GIVEN PROBLEM 1
Please reproduce every line of the listing below, adding 116 to each coordinate in the answers and leaving the pictures out.

TEXT PROVIDED

%%

Fuel expense decreased $1.9 million or 2.7 percent in the current period.
This decrease was primarily due to the availability of electricity for purchase
at favorable prices and decreased generation levels, resulting from the
significant reduction in off-system sales. Variances in the actual cost of fuel
used in electric generation and certain purchased power costs, as compared to
that component in cost-of-service for ratemaking, are passed through to the
Company's electric customers through automatic fuel adjustment clauses. The
automatic fuel adjustment clauses are subject to periodic review by the Oklahoma
Corporation Commission ("OCC"), the Arkansas Public Service Commission ("APSC")
and the Federal Energy Regulatory Commission ("FERC"). Enogex Inc., an affiliate
of the Company, owns and operates a pipeline business that delivers natural gas
to the generating stations of the Company. The OCC, the APSC and the FERC have
authority to examine the appropriateness of any gas transportation charges or
other fees the Company pays Enogex, which the Company seeks to recover through
the fuel adjustment clause or other tariffs.
Other operation and maintenance expense decreased $7.1 million or 11.4
percent, primarily due to reduced contract labor, employee benefit costs and
miscellaneous corporate expenses.
Purchased power costs increased $2.8 million or 5.0 percent primarily due
to the availability of electricity at favorable prices.
Interest charges decreased $0.7 million or 5.7 percent due to the
redemption on April 21, 1998 of $87.5 million of long-term debt, refinanced at
lower interest cost.
6
<PAGE>
LIQUIDITY AND CAPITAL REQUIREMENTS
The Company meets its cash needs through internally generated funds,
permanent financing and short-term borrowings. Internally generated funds and
short-term borrowings are expected to meet virtually all of the Company's
capital requirements through the remainder of 1999. Short-term borrowings will
continue to be used to meet temporary cash requirements.

%%

GIVEN PROBLEM 2
Condense the paragraph of the financial report that begins "Fuel expense decreased" into a short list that keeps its main facts.

Records

%%

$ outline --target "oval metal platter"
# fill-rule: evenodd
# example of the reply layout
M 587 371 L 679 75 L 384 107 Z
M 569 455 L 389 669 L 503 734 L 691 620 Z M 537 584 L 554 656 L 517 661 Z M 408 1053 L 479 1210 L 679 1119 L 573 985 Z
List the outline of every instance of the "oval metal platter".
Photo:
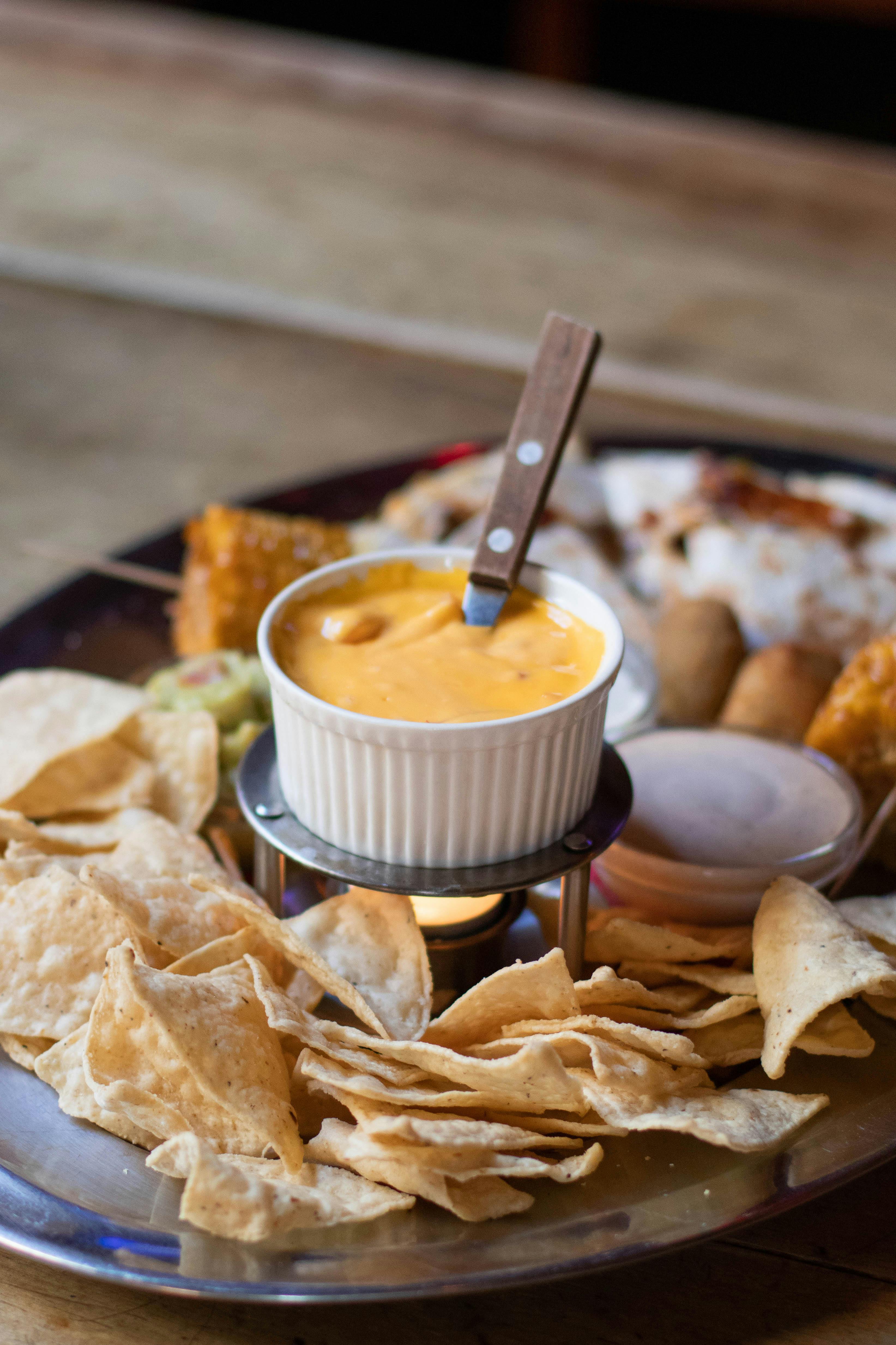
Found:
M 594 447 L 692 444 L 614 437 Z M 348 521 L 372 512 L 414 472 L 485 447 L 446 445 L 250 503 Z M 885 475 L 825 455 L 732 441 L 701 447 L 778 471 Z M 176 570 L 180 530 L 126 554 Z M 0 628 L 0 672 L 64 666 L 137 678 L 171 656 L 164 604 L 161 594 L 118 580 L 75 578 Z M 514 956 L 537 956 L 539 935 L 528 920 L 508 950 Z M 262 1244 L 224 1241 L 181 1224 L 180 1182 L 150 1173 L 142 1150 L 63 1115 L 52 1089 L 0 1052 L 0 1245 L 144 1290 L 281 1303 L 438 1297 L 610 1268 L 780 1213 L 896 1154 L 896 1025 L 864 1007 L 857 1014 L 876 1038 L 873 1054 L 798 1053 L 787 1068 L 787 1091 L 826 1092 L 832 1104 L 775 1153 L 733 1154 L 661 1132 L 607 1139 L 594 1176 L 575 1186 L 539 1184 L 535 1205 L 521 1216 L 463 1224 L 418 1201 L 371 1224 L 293 1232 Z M 774 1087 L 760 1069 L 737 1081 Z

%%

COMPLETE ANSWER 1
$ outline --target "oval metal platter"
# fill-rule: evenodd
# example of the reply layout
M 587 371 L 679 75 L 384 107 Z
M 569 455 L 389 669 L 503 734 L 691 620 Z M 537 584 L 554 656 L 517 661 Z M 408 1053 L 479 1210 L 679 1119 L 573 985 Z
List the outline of every instance of the "oval metal platter".
Photo:
Found:
M 710 563 L 808 560 L 730 553 Z M 464 637 L 488 628 L 530 588 L 601 563 L 562 561 L 366 619 Z M 1001 591 L 941 571 L 848 557 L 817 563 L 894 587 Z M 292 686 L 296 646 L 242 670 Z M 116 744 L 116 788 L 180 782 L 253 794 L 287 772 L 280 720 L 277 710 L 234 696 L 191 694 Z M 630 1072 L 653 1072 L 655 1051 L 644 1036 L 624 1066 Z M 378 1360 L 340 1357 L 297 1340 L 296 1298 L 266 1289 L 258 1266 L 179 1231 L 168 1205 L 116 1168 L 116 1361 L 260 1406 L 397 1419 L 554 1413 L 726 1384 L 896 1329 L 1012 1270 L 1012 1141 L 980 1123 L 973 1130 L 992 1154 L 989 1170 L 914 1169 L 903 1184 L 903 1207 L 942 1208 L 948 1220 L 891 1269 L 849 1270 L 777 1248 L 723 1255 L 710 1292 L 691 1302 L 655 1300 L 651 1321 L 637 1332 L 579 1340 L 534 1317 L 487 1340 L 409 1348 Z M 890 1203 L 876 1185 L 853 1197 Z

COMPLETE ANSWER 2
- Fuel expense fell $1.9 million, or 2.7 percent, in the current period. This was mainly because electricity was available for purchase at favorable prices and generation dropped with a significant reduction in off-system sales.
- Automatic fuel adjustment clauses pass to the Company's electric customers the differences between the actual cost of fuel and certain purchased power costs and the cost-of-service component for ratemaking.
- The OCC, the APSC and the FERC review these clauses periodically.
- Enogex Inc., an affiliate of the Company, runs a pipeline business that delivers natural gas to the Company's generating stations.
- The same three regulators may examine gas transportation charges or other fees the Company pays Enogex that it seeks to recover through the fuel adjustment clause or other tariffs.